* DATA PROVIDED
-------------------------

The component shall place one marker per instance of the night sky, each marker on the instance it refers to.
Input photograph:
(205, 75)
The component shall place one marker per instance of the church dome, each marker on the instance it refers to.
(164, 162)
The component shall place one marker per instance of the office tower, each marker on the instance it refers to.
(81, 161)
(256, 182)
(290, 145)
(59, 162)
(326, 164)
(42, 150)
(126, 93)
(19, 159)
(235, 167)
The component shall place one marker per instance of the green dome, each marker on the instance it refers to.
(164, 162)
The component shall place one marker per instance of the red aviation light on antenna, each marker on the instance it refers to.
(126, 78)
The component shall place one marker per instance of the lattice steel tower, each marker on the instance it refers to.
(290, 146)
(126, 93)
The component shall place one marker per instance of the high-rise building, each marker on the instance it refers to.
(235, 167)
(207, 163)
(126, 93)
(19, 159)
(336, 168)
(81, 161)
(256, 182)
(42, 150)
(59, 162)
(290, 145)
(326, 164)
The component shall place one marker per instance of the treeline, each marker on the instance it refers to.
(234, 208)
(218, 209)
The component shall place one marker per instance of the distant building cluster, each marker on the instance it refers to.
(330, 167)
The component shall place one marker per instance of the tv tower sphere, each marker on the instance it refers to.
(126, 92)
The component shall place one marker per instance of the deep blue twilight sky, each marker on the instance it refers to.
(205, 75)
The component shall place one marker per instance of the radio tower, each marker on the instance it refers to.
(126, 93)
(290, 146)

-------------------------

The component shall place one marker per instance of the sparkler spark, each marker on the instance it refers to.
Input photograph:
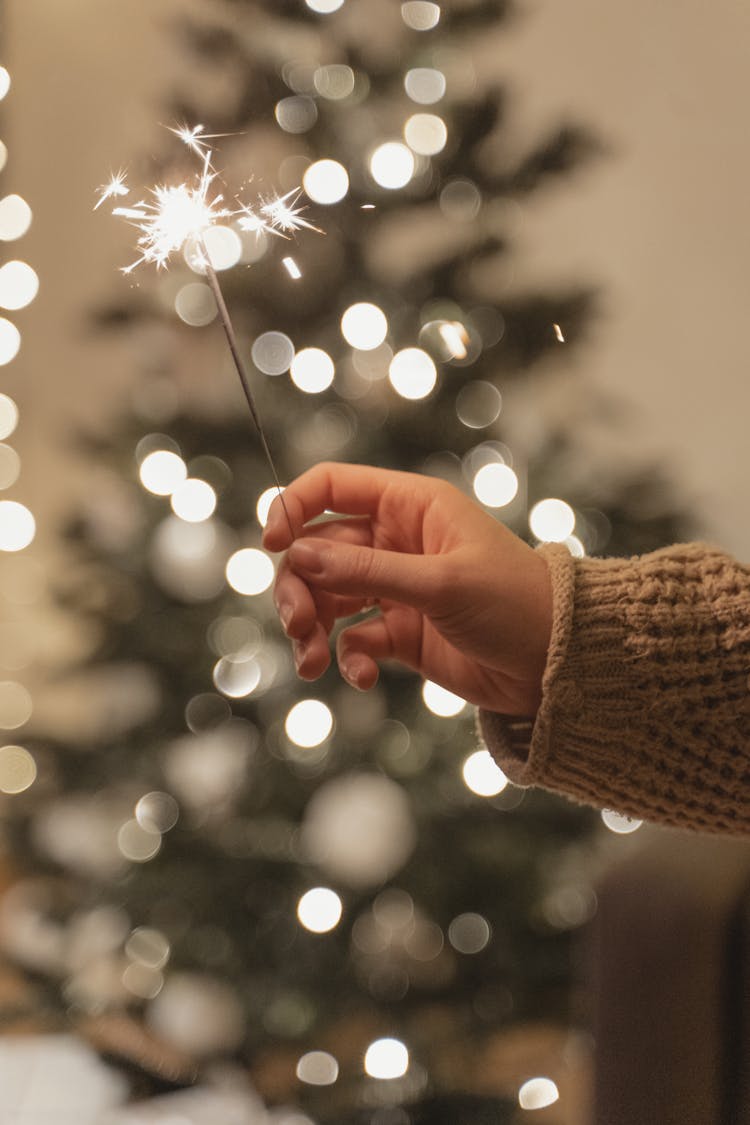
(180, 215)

-------------------------

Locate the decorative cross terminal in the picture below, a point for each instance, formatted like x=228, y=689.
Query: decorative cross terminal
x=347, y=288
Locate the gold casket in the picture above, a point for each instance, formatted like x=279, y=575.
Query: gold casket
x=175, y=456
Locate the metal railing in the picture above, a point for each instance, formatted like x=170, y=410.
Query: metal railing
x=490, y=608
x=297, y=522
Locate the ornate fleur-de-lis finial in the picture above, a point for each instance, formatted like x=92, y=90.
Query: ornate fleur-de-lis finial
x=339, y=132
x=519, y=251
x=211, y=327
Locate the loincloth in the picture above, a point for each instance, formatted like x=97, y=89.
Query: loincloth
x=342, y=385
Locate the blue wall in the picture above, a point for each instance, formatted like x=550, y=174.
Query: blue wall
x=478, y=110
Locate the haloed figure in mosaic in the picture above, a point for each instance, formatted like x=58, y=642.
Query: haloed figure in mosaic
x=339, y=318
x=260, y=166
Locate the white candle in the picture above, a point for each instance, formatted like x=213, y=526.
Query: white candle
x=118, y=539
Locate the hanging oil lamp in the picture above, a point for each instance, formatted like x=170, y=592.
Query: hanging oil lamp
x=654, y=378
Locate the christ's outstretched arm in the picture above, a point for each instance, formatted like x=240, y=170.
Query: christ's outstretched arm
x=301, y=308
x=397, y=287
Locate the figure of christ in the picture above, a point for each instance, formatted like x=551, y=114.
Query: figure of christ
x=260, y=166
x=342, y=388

-------------------------

Rewrite as a numbered list the lines that open with the one containing "Locate the ornate" and close with the one containing "x=478, y=110", including both of those lines and omitting any blank lines.

* EXERCISE SOLUTION
1. Locate the ornate fleur-de-lis finial in the picture above, a point for each instance, formatted like x=92, y=90.
2. Query: ornate fleur-de-lis finial
3. x=339, y=132
4. x=519, y=251
5. x=211, y=327
6. Locate the loincloth in the picture above, a point for each instance, formatted like x=97, y=89.
7. Query: loincloth
8. x=342, y=385
9. Locate the blue wall in the picture above, a point for each instance, formatted like x=550, y=174.
10. Query: blue wall
11. x=478, y=110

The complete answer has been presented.